● Tarea 1: Filtra el listado y copia cada línea que contenga la cadena "outlet". Se distinguen mayúsculas y minúsculas.

● Fragmento del documento:
◆ ◆ ◆ ◆ ◆ ◆ ◆
Voy a enumerar, para empezar, una serie de obviedades: que el canon literario de una nación implica, ante todo, una idea de nación, y que esta idea de nación implica a su vez la creación de un sujeto nacional (marcado, entre otras cosas, por la lengua oficial) y de una narrativa de nación que lo haga parte y productor de un proceso, la historia nacional, que se tiende a pensar como un progreso, como un ir hacia un lugar (el destino de la nación) y que ese «sujeto nacional», para finalizar, tan ficcional como cualquiera, tiene algo de representativo y algo de ideal, algo de presente y mucho de proyecto, de proyección, de deseo.
En la posdata de 1974 a su prólogo de Recuerdos de provincia, el libro de Domingo Faustino Sarmiento, Jorge Luis Borges postula una pregunta contrafáctica: qué hubiera pasado, aventura, «si en lugar de canonizar el Martín Fierro, hubiéramos canonizado el Facundo como nuestro libro ejemplar», tras lo que concluye que la historia de Argentina habría sido distinta y, lo que es más importante, mejor. El canon, con todo lo que implica y enumeré anteriormente, determina también la forma en la que la literatura, aparato privilegiado por la modernidad para crear comunidad, nos hace o nos hizo, ¿qué habría pasado si el naciente Uruguay hubiera elegido a Francisco Acuña de Figueroa, únicamente fiel a la poesía, como el primer poeta de la patria?
◆ ◆ ◆ ◆ ◆ ◆ ◆
(Datos extraídos de una colección)

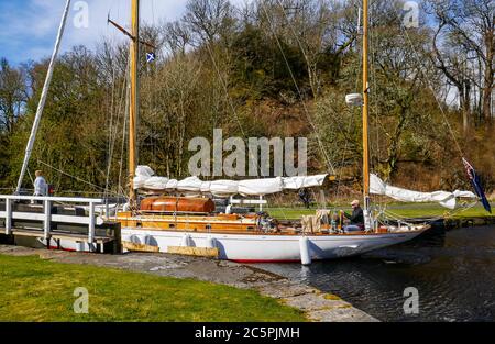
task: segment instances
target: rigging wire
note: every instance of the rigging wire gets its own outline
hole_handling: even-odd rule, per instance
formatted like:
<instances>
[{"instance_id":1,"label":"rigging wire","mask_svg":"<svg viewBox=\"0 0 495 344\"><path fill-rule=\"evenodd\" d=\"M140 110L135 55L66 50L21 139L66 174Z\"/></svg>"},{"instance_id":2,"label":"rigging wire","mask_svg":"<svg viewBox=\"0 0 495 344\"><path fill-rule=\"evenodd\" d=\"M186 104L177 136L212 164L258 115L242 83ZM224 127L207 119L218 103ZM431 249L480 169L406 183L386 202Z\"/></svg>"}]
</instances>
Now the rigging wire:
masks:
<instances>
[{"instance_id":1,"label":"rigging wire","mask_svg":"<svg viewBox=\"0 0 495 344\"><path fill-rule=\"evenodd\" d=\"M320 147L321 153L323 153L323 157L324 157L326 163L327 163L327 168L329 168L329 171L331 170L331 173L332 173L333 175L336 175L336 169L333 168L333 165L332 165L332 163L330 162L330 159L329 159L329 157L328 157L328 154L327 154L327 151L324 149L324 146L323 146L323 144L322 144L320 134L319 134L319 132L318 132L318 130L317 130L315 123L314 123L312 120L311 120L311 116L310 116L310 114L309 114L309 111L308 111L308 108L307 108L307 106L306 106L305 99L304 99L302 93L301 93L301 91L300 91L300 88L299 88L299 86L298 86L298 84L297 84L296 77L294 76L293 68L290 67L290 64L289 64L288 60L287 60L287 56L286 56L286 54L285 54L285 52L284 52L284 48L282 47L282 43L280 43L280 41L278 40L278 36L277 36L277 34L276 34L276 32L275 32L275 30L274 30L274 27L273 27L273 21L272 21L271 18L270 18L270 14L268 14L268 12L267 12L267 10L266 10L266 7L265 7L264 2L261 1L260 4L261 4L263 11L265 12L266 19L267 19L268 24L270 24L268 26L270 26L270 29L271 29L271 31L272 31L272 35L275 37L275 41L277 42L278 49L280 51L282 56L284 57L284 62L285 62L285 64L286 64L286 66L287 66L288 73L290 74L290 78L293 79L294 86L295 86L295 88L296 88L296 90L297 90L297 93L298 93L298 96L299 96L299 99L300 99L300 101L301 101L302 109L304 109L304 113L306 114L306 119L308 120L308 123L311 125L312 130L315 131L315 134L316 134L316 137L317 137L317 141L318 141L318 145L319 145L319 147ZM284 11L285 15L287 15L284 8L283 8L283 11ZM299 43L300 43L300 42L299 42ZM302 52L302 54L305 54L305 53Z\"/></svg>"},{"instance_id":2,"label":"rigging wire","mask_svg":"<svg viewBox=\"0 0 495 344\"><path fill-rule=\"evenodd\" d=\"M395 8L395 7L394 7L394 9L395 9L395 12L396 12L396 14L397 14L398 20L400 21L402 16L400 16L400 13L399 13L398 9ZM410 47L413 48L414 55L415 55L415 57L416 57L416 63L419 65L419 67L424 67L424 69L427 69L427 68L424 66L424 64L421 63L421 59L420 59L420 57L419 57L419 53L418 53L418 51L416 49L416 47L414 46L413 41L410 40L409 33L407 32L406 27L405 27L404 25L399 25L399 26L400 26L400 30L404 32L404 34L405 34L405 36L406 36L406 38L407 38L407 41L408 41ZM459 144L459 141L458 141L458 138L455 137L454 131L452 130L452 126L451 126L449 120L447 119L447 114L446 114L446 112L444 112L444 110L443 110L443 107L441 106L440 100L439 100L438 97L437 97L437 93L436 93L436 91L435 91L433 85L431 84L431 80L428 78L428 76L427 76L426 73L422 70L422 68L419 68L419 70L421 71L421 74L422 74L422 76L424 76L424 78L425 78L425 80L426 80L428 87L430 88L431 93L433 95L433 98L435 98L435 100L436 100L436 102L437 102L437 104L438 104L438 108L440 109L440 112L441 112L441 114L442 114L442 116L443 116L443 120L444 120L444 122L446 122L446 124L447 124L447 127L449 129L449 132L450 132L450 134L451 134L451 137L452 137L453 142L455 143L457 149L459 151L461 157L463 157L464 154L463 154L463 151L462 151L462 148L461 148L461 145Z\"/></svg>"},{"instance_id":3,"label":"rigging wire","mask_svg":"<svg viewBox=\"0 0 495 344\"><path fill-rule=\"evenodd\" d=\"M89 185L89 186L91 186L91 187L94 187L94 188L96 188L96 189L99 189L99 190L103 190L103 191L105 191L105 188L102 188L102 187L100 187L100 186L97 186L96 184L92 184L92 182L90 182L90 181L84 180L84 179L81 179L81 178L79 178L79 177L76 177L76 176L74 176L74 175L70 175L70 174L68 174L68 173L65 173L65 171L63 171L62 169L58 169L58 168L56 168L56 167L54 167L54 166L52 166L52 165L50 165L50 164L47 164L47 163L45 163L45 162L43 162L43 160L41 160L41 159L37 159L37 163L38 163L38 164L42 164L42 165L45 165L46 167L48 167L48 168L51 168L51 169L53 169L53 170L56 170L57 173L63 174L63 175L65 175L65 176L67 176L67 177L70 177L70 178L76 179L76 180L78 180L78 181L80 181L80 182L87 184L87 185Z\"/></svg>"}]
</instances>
◆ ◆ ◆ ◆ ◆ ◆ ◆
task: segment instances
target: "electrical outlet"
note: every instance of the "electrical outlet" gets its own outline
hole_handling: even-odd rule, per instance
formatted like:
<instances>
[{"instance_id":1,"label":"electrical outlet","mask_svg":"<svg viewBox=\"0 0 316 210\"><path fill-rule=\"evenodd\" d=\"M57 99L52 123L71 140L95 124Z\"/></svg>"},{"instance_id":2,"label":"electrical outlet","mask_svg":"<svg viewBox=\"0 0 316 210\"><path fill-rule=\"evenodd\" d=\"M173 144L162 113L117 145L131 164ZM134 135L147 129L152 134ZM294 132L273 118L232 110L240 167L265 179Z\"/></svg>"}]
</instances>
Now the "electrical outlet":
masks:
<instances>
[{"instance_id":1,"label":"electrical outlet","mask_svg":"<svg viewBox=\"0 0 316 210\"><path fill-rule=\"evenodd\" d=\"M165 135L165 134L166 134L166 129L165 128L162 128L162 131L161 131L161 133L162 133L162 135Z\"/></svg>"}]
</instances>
◆ ◆ ◆ ◆ ◆ ◆ ◆
● Tarea 2: Transcribe, por favor, el tramo del texto sobre el canon literario que va desde "En la posdata" hasta "de la patria?".

● Resultado final 1:
target: "electrical outlet"
note: every instance of the "electrical outlet" gets its own outline
[{"instance_id":1,"label":"electrical outlet","mask_svg":"<svg viewBox=\"0 0 316 210\"><path fill-rule=\"evenodd\" d=\"M57 99L52 123L71 140L95 124Z\"/></svg>"},{"instance_id":2,"label":"electrical outlet","mask_svg":"<svg viewBox=\"0 0 316 210\"><path fill-rule=\"evenodd\" d=\"M173 144L162 113L117 145L131 164ZM134 135L147 129L152 134ZM294 132L273 118L232 110L240 167L265 179Z\"/></svg>"}]
Now the "electrical outlet":
[{"instance_id":1,"label":"electrical outlet","mask_svg":"<svg viewBox=\"0 0 316 210\"><path fill-rule=\"evenodd\" d=\"M165 135L165 134L166 134L166 129L165 128L162 128L162 131L161 131L161 133L162 133L162 135Z\"/></svg>"}]

● Resultado final 2:
En la posdata de 1974 a su prólogo de Recuerdos de provincia, el libro de Domingo Faustino Sarmiento, Jorge Luis Borges postula una pregunta contrafáctica: qué hubiera pasado, aventura, «si en lugar de canonizar el Martín Fierro, hubiéramos canonizado el Facundo como nuestro libro ejemplar», tras lo que concluye que la historia de Argentina habría sido distinta y, lo que es más importante, mejor. El canon, con todo lo que implica y enumeré anteriormente, determina también la forma en la que la literatura, aparato privilegiado por la modernidad para crear comunidad, nos hace o nos hizo, ¿qué habría pasado si el naciente Uruguay hubiera elegido a Francisco Acuña de Figueroa, únicamente fiel a la poesía, como el primer poeta de la patria?